── Exercise materials ──

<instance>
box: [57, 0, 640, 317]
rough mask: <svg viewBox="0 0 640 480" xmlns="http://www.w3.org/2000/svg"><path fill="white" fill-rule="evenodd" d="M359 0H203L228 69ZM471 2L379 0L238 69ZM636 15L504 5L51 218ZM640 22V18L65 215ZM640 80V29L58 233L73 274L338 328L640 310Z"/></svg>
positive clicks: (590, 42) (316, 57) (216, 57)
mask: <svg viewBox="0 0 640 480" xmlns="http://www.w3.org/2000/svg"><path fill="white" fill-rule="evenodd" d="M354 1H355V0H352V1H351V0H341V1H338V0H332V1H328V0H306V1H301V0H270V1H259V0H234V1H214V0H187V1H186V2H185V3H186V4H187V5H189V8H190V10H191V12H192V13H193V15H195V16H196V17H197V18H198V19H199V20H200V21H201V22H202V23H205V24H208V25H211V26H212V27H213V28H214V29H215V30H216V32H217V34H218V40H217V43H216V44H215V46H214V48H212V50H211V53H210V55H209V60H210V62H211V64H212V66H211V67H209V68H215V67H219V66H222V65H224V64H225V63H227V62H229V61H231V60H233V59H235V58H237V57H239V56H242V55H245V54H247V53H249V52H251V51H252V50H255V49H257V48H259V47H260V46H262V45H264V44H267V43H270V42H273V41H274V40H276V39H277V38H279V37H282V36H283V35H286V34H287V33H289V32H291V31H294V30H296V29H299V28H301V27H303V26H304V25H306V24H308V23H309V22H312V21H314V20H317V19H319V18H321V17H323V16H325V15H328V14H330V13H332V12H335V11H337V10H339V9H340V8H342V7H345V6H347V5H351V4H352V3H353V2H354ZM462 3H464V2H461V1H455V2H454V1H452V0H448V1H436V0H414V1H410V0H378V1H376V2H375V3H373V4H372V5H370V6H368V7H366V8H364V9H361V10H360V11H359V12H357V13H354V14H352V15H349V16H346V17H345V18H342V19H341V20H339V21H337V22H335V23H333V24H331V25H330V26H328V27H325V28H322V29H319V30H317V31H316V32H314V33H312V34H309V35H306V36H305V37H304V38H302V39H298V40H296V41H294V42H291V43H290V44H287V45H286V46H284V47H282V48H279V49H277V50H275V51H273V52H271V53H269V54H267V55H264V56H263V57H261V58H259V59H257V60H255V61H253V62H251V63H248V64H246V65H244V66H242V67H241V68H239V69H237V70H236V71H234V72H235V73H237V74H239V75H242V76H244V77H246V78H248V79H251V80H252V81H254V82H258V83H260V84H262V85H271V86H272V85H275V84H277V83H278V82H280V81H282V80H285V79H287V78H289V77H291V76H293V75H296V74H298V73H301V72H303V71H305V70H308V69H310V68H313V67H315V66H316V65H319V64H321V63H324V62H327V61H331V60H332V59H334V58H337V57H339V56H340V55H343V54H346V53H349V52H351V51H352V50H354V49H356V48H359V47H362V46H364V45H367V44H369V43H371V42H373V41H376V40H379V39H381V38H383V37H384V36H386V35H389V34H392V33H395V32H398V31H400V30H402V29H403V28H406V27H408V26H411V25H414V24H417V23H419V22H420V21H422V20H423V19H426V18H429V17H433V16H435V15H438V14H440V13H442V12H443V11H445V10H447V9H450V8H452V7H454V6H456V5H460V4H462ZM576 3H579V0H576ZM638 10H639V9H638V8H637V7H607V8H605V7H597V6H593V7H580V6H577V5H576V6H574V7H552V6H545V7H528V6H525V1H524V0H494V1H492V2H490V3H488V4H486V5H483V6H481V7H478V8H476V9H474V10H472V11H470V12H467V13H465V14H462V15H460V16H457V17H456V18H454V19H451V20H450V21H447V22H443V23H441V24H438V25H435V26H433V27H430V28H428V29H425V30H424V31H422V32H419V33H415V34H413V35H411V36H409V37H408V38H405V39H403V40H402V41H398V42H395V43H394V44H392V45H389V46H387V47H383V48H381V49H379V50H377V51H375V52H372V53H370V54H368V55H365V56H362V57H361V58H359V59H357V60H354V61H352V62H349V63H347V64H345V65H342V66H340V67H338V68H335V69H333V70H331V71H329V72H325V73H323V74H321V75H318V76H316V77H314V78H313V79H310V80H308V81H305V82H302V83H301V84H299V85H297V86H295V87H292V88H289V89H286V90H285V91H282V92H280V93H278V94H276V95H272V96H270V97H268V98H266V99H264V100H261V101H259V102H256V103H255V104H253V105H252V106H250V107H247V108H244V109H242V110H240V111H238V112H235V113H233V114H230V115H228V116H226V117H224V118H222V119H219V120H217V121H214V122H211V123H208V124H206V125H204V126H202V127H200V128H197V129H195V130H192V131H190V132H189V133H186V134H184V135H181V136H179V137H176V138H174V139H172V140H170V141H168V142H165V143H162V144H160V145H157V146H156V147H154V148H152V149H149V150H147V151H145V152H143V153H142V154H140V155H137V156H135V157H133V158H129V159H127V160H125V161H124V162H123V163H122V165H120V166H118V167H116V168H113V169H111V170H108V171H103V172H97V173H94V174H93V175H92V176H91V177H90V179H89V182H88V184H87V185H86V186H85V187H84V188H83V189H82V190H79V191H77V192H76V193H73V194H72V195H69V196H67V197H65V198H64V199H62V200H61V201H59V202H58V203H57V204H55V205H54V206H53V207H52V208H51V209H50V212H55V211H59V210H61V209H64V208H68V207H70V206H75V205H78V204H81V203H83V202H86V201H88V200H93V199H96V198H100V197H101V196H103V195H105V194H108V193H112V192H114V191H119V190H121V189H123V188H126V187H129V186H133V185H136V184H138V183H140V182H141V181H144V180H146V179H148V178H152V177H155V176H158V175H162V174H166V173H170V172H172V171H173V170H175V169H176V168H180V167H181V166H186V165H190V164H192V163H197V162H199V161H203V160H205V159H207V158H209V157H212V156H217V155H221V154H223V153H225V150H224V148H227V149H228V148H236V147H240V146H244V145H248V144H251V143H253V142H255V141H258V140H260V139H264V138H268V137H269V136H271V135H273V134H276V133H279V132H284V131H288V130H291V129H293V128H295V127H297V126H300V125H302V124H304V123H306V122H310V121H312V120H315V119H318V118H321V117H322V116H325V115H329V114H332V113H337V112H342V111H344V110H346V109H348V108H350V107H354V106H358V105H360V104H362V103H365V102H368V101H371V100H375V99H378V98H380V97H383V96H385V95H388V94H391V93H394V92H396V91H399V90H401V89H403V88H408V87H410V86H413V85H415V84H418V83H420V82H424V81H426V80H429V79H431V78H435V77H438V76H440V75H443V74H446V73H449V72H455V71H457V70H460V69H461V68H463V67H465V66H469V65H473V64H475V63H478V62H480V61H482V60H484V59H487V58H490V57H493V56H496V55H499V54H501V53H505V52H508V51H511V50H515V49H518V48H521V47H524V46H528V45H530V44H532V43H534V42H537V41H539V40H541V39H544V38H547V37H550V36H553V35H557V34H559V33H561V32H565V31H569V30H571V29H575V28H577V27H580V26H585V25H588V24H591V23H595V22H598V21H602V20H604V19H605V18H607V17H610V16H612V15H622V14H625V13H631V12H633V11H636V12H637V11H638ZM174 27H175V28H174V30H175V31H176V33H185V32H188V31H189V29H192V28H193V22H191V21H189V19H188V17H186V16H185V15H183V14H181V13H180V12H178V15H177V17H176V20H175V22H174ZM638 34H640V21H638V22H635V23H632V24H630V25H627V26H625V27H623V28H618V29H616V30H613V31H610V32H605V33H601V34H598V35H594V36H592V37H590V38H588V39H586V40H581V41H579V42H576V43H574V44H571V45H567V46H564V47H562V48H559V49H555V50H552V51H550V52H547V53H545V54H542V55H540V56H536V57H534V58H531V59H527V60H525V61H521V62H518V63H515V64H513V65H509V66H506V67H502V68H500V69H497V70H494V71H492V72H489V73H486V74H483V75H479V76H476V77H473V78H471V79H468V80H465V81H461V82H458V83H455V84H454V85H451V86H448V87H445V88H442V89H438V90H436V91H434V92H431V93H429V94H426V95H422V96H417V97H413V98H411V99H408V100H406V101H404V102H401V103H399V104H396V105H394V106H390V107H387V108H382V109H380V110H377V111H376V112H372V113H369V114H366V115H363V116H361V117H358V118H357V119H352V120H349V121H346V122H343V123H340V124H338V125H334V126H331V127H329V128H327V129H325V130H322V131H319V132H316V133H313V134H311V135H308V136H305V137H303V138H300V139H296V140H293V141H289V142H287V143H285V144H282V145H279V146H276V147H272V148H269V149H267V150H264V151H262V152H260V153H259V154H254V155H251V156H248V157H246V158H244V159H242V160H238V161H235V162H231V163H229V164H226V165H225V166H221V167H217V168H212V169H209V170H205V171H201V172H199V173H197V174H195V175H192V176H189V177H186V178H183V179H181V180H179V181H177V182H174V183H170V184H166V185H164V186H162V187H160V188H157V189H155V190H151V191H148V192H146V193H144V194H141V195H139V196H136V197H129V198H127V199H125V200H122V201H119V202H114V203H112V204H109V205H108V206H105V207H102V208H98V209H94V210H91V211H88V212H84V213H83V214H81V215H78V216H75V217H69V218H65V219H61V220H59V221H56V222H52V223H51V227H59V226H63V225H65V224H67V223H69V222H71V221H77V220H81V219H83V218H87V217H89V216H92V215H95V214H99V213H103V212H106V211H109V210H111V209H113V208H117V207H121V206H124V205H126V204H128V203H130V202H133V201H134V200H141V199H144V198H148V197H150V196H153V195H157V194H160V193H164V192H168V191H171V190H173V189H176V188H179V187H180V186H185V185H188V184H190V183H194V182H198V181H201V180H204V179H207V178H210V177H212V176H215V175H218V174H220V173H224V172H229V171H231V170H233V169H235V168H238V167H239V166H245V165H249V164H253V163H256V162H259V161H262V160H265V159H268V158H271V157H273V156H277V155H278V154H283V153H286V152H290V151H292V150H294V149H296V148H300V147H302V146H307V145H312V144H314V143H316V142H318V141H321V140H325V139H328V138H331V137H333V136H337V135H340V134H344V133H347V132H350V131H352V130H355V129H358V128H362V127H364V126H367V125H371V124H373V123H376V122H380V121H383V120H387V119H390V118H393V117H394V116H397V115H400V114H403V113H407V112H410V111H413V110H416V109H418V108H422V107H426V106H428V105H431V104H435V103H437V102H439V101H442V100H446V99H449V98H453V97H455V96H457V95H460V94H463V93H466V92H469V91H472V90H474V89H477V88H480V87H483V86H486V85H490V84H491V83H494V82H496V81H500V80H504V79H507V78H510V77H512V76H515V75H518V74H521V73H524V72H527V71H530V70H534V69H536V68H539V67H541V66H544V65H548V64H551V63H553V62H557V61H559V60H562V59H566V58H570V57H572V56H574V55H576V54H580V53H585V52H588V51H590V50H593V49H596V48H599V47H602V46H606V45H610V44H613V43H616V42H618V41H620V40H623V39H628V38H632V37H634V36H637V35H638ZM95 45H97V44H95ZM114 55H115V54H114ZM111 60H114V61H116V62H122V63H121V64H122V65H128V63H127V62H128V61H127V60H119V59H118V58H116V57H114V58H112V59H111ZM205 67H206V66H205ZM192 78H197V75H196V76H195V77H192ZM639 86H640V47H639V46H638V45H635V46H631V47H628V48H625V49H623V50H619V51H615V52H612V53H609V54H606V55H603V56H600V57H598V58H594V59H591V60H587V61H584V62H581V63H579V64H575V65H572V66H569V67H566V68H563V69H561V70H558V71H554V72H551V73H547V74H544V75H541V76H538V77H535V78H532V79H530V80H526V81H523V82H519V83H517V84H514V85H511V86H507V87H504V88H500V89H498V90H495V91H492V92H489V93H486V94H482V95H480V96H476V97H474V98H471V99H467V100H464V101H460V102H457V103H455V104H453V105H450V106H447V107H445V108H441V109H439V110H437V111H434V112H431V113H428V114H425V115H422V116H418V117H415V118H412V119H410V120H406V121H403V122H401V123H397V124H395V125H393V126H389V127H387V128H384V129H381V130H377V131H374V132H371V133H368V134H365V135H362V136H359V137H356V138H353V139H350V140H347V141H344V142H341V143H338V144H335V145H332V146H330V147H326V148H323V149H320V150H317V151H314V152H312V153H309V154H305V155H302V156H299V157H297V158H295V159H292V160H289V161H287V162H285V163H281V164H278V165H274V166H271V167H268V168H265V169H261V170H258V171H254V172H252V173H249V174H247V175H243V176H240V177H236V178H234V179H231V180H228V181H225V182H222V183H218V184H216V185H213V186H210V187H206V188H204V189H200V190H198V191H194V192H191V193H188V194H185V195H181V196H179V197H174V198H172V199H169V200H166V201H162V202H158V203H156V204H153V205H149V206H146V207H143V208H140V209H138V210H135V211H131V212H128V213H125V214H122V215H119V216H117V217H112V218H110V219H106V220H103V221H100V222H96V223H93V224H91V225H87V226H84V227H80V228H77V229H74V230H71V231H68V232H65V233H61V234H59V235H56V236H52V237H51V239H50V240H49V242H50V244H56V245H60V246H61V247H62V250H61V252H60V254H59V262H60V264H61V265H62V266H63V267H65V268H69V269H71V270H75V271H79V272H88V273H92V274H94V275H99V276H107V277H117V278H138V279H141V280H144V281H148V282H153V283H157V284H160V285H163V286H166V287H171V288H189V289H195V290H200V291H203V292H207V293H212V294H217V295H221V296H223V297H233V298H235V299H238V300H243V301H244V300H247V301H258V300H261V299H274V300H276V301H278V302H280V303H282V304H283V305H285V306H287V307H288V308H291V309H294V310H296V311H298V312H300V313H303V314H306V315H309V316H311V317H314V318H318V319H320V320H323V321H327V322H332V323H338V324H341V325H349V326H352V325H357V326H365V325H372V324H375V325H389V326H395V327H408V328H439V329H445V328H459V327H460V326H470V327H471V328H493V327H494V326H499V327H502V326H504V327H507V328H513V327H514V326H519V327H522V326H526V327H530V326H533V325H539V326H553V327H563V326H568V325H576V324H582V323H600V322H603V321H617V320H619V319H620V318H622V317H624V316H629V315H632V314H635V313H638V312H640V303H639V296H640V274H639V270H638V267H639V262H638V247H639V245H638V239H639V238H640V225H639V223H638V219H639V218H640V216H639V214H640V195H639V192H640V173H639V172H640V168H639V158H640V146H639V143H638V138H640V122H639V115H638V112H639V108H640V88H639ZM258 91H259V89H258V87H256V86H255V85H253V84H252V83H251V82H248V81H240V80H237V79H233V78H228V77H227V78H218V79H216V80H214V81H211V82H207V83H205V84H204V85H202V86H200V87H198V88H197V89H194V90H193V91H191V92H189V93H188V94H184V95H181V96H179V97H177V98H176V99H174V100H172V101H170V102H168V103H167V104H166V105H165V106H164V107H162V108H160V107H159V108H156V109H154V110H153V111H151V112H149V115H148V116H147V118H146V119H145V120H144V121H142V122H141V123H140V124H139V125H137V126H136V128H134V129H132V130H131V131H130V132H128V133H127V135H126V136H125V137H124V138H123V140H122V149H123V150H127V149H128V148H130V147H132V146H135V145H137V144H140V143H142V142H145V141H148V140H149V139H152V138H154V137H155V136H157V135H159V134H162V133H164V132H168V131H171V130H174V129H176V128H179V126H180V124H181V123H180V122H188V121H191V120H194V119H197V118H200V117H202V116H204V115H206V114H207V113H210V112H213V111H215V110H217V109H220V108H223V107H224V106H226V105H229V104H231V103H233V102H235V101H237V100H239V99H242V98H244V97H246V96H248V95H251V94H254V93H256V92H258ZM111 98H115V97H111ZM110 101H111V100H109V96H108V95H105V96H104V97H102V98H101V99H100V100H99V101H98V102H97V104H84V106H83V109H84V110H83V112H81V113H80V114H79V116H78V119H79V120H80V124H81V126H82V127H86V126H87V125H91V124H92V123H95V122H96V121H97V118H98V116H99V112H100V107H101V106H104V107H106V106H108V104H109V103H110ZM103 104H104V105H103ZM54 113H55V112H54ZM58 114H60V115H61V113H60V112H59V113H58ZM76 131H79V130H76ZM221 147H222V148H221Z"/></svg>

───

Copy the lines from the start of the data verbatim, stopping after the line containing "rough mask: <svg".

<instance>
box: [57, 0, 640, 317]
rough mask: <svg viewBox="0 0 640 480" xmlns="http://www.w3.org/2000/svg"><path fill="white" fill-rule="evenodd" d="M359 0H203L228 69ZM471 2L379 0L238 69ZM636 15L504 5L51 218ZM640 22V18L65 215ZM640 80V29L58 233L73 274L338 328L640 310Z"/></svg>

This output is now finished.